START DATA FOR ANALYSIS

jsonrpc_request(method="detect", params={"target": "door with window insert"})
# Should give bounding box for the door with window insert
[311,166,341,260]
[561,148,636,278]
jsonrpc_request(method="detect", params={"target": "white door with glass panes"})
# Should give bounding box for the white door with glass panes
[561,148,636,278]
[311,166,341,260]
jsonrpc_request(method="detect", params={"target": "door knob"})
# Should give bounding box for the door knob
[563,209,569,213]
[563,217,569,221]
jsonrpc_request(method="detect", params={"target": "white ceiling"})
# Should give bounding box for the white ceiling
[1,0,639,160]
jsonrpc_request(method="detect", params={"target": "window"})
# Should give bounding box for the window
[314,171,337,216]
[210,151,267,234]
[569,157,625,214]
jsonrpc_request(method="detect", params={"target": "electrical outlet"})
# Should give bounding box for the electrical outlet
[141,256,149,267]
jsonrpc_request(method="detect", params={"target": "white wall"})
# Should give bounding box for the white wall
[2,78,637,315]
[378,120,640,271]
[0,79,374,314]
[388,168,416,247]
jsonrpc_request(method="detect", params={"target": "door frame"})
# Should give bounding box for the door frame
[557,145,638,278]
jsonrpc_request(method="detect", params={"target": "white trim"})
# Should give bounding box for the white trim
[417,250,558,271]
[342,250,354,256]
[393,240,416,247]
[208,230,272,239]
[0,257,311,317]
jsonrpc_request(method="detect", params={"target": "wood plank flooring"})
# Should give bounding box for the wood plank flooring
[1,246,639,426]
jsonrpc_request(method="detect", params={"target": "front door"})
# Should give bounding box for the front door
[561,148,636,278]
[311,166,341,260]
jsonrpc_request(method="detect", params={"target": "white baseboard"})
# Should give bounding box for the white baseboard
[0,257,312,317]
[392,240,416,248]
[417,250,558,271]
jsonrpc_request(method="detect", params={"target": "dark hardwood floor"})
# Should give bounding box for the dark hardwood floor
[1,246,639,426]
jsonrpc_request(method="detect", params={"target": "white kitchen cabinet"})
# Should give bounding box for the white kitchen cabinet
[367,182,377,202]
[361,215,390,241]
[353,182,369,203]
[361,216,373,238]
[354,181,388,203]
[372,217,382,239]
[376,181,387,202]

END DATA FOR ANALYSIS

## PROBLEM
Type out the entire listing again, matching every line exactly.

## WRITTEN RESPONSE
jsonrpc_request(method="detect", params={"target": "door with window insert"})
# Should give bounding box for the door with window insert
[311,166,341,260]
[561,148,636,278]
jsonrpc_request(method="detect", params={"target": "white door with glass panes"})
# Should give bounding box for the white door with glass panes
[561,148,636,278]
[311,166,341,260]
jsonrpc_request(method="detect", params={"target": "door knob"})
# Should give bounding box for the door knob
[563,209,569,213]
[563,217,569,221]
jsonrpc_request(method="detect", params={"target": "white ceiling"})
# Should give bounding box for the white ceiling
[1,0,639,160]
jsonrpc_request(method="detect", params={"target": "window"})
# Should give bounding box for the window
[314,171,337,216]
[210,151,267,234]
[569,157,625,214]
jsonrpc_request(method="detect", params={"target": "electrical outlet"})
# Should give bounding box for the electrical outlet
[141,256,149,267]
jsonrpc_request(method="detect", params={"target": "white wall"})
# Should give bounding box for the white wall
[2,78,637,315]
[378,120,640,271]
[0,79,374,314]
[388,168,416,247]
jsonrpc_request(method="detect", params={"target": "door frame"})
# Should give bounding box for the door frame
[557,145,638,278]
jsonrpc_request(method="detect", params={"target": "white trim"})
# Should give bounding box for the white trim
[417,250,558,271]
[342,250,354,256]
[393,240,416,247]
[208,230,272,239]
[0,257,311,317]
jsonrpc_request(method="detect", params={"target": "wood plank flooring"})
# Should give bounding box for the wood plank flooring
[1,246,639,426]
jsonrpc_request(method="detect", params={"target": "front door"})
# Should give bounding box for the front door
[561,148,636,278]
[311,166,341,260]
jsonrpc_request(method="detect", params={"target": "white baseboard"})
# Should give bounding box for the white baseboard
[0,257,312,317]
[392,240,416,248]
[417,250,558,271]
jsonrpc_request(method="detect", params={"target": "dark hardwood floor"})
# Should give bounding box for the dark hardwood floor
[1,246,639,426]
jsonrpc_request(method="detect", params={"target": "white kitchen cabinet"})
# Should give bounding box for the white kitchen cabinet
[367,182,377,202]
[361,215,390,241]
[353,182,369,203]
[361,216,373,238]
[354,181,388,203]
[372,217,382,239]
[376,181,387,202]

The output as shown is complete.